Exercise prompt:
In the data that follows, each entry is to be restated exactly.
Entries supplied below:
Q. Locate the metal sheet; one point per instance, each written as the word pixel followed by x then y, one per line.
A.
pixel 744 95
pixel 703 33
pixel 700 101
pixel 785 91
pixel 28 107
End of Entries supplied.
Answer to this problem:
Q. Locate the metal sheet; one point per instance, each written as the word pixel followed by x then y, one per line.
A.
pixel 744 95
pixel 703 33
pixel 700 101
pixel 785 91
pixel 28 107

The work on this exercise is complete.